GIVEN TEXT:
Originally posted by Raven
If you like to think of it more scientifically, then maybe one should consider this fact. According to DNA structures, every human being is less then a tenth of a percent different from any other human on earth. In other words we are all 99.9% the same in structure regardless of sex or race. It is only in that tenth of a percent that we are different.
From http://home.comcast.net/~neoeugenics/tab.htm
Diamond offered a more colorful version of an argument advanced in 1972 by Richard Lewontin, a Harvard University geneticist. Lewontin had become convinced that virtually all meaningful differences between races are either random or culturally determined. Based on his review of the available data, he concluded that only a tiny fraction of the differences between individuals could be considered "racial." In other words, Lewontin maintained that the differences that separate "races" are little more than what distinguishes two random fans at a World Cup match--statistically nothing, genetically speaking. The article, published in the prestigious journal Evolutionary Biology, amounted to a frontal attack on the concept of race.

[Items from a dataset]

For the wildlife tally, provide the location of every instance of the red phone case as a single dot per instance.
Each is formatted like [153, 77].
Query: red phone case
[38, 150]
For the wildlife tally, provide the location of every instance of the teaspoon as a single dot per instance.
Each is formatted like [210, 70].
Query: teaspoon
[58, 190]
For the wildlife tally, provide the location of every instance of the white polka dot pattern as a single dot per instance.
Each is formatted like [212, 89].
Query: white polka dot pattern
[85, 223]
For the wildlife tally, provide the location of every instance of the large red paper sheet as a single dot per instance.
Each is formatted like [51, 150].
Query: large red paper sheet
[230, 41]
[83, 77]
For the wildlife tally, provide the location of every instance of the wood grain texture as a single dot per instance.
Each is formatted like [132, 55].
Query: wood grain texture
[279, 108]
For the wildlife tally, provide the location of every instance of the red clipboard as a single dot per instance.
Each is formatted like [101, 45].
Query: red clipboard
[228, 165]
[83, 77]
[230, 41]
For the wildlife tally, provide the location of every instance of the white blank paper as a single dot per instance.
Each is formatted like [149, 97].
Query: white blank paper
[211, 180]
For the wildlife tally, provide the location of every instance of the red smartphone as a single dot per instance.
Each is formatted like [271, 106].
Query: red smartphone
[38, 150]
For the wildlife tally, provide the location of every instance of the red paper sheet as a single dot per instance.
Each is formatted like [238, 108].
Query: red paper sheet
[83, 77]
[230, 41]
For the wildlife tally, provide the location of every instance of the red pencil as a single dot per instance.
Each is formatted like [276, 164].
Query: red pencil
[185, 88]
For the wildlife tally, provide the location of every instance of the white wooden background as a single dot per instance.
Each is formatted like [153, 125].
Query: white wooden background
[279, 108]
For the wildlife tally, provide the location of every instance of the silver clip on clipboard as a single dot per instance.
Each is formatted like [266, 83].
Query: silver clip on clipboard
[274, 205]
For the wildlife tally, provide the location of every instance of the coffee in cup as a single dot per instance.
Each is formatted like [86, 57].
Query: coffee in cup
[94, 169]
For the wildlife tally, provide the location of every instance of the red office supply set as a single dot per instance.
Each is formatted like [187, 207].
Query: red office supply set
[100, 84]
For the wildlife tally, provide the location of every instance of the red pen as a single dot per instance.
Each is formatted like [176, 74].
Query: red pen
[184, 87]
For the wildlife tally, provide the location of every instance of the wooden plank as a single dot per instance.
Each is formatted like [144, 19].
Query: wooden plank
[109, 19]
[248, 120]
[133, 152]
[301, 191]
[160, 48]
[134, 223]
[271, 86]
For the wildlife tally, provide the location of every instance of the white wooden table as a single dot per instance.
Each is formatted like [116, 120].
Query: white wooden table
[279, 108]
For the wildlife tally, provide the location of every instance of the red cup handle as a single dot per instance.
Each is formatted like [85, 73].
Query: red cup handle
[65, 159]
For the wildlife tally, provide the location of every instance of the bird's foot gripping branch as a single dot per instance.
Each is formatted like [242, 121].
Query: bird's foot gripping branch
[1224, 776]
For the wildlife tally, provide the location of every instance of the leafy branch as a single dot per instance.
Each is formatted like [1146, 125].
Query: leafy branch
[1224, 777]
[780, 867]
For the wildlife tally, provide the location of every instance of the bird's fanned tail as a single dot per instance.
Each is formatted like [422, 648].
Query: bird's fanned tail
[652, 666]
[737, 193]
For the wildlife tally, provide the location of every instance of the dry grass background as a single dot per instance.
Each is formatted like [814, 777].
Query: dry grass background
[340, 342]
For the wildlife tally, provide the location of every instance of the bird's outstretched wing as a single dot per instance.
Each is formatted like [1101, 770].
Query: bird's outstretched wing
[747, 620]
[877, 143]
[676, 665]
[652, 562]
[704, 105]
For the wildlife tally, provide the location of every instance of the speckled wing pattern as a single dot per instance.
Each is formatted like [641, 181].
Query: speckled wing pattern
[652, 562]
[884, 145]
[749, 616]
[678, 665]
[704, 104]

WORK ORDER 1: Return the passage on genetic differences between people word for word, starting at the words "From http://home.comcast.net/~neoeugenics/tab.htm" and stopping after "concept of race.".
WORK ORDER 2: Write the next part of the passage on genetic differences between people, picking up after its last sentence.
The data play no part in what is asked here.

EXERCISE OUTPUT 1:
From http://home.comcast.net/~neoeugenics/tab.htm
Diamond offered a more colorful version of an argument advanced in 1972 by Richard Lewontin, a Harvard University geneticist. Lewontin had become convinced that virtually all meaningful differences between races are either random or culturally determined. Based on his review of the available data, he concluded that only a tiny fraction of the differences between individuals could be considered "racial." In other words, Lewontin maintained that the differences that separate "races" are little more than what distinguishes two random fans at a World Cup match--statistically nothing, genetically speaking. The article, published in the prestigious journal Evolutionary Biology, amounted to a frontal attack on the concept of race.

EXERCISE OUTPUT 2:
For sure genetic differences between any two individuals are extremely small in percentage terms. Coming from a geneticist, rather than a sociologist or anthropologist, Lewontin's article had enormous influence, although not everyone was convinced. Lewontin's finding that on average humans share 99.8 percent of genetic material and that any two individuals are apt to share considerably more than 90 percent of this shared genetic library is on target. Interpreting that data is another issue, however. Lewontin's analysis suffers both scientifically and politically.
Although the politics of a scientist is not necessarily an issue in evaluating their work, in Lewontin's case it is crucial. According to his own account, his sensibilities were catalyzed by the civil rights movement of the 1960s. He made it very clear that his science was in part a mission to reaffirm our common humanity. To geneticists and biologists with less of an avowed agenda, Lewontin appeared to leaven his conclusion with his personal ideology.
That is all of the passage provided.